• [Excerpts from a pointing dataset]:
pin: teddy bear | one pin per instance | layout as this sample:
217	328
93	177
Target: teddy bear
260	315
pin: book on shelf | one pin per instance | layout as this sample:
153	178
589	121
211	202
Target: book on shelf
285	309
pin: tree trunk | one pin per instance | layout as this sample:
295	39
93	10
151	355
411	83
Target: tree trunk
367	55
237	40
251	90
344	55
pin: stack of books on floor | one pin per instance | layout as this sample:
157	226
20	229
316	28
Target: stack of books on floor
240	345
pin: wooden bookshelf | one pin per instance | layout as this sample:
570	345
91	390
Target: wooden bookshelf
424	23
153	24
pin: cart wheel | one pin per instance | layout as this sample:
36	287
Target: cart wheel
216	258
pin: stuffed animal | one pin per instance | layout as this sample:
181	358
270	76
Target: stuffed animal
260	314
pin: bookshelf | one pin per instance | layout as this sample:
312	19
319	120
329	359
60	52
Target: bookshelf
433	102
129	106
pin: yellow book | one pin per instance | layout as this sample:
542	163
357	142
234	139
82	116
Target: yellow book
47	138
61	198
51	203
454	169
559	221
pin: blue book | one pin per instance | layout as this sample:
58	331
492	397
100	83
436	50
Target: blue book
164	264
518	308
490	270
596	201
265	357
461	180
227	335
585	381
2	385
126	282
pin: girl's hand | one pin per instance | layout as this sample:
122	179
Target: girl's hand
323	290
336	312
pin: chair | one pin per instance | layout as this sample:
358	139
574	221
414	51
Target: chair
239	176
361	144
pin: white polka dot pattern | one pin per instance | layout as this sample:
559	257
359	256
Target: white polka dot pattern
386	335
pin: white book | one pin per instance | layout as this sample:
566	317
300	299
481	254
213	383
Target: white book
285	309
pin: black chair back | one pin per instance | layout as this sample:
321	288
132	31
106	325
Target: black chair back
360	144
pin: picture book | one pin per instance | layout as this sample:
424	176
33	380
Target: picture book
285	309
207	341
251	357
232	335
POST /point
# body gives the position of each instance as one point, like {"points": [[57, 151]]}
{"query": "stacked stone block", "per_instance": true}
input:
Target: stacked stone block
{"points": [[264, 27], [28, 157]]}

• [EXERCISE DIRECTIONS]:
Please reproduce the listing above in full, keeping every line unchanged.

• [ANSWER]:
pin: teddy bear | one pin per instance | layout as this sample:
217	328
93	177
Target: teddy bear
260	315
pin: book on shelf | one pin per instance | layout as this sample:
153	178
589	121
211	202
Target: book on shelf
285	309
pin: tree trunk | one pin per instance | layout as this sample:
295	39
93	10
151	355
411	83
Target: tree trunk
367	55
237	40
251	90
344	55
pin: stack of books on floor | one pin per instance | layout as this sample:
157	226
20	229
316	28
Target: stack of books on floor
240	345
pin: wooden bookshelf | one pin per instance | layout as this sample:
570	345
91	390
Target: wooden bookshelf
424	23
153	24
pin: cart wheel | one pin per instance | layout as this sample:
36	287
Target: cart wheel
216	258
pin: stuffed animal | one pin per instance | layout as this sample:
181	358
270	76
Target: stuffed animal
260	314
pin: bookshelf | one pin per instance | layout as this sample:
312	19
319	120
329	359
60	52
Target: bookshelf
433	102
129	106
pin: yellow book | one pin per instance | layout as this sample:
542	163
357	142
234	139
82	116
Target: yellow book
47	138
61	198
51	203
454	169
559	221
pin: blue book | one pin per instance | layout as this sample:
58	331
492	397
100	83
436	50
Target: blue book
164	264
518	308
490	270
596	201
265	357
461	180
227	335
585	381
2	385
126	282
pin: girl's hand | one pin per instance | layout as this sample:
122	179
Target: girl's hand
323	290
336	312
pin: chair | one pin per instance | layout as this sample:
358	139
574	221
414	51
Target: chair
239	176
361	144
pin: white polka dot pattern | one pin per instance | layout as this sample:
559	257
359	256
Target: white polka dot pattern
386	335
pin: white book | one pin per instance | layout as this sample:
566	317
300	299
481	254
213	383
Target: white book
285	309
pin: black chair back | one pin per instance | layout as this sample:
321	288
132	31
106	325
Target: black chair back
360	144
pin: picture book | one pin per instance | layout as this sample:
424	176
33	380
Target: picture book
285	309
207	341
251	357
232	335
POST /point
# body gives the position of each instance as one point, like {"points": [[57, 151]]}
{"query": "stacked stone block", "per_instance": true}
input:
Target: stacked stone block
{"points": [[264, 27], [28, 157]]}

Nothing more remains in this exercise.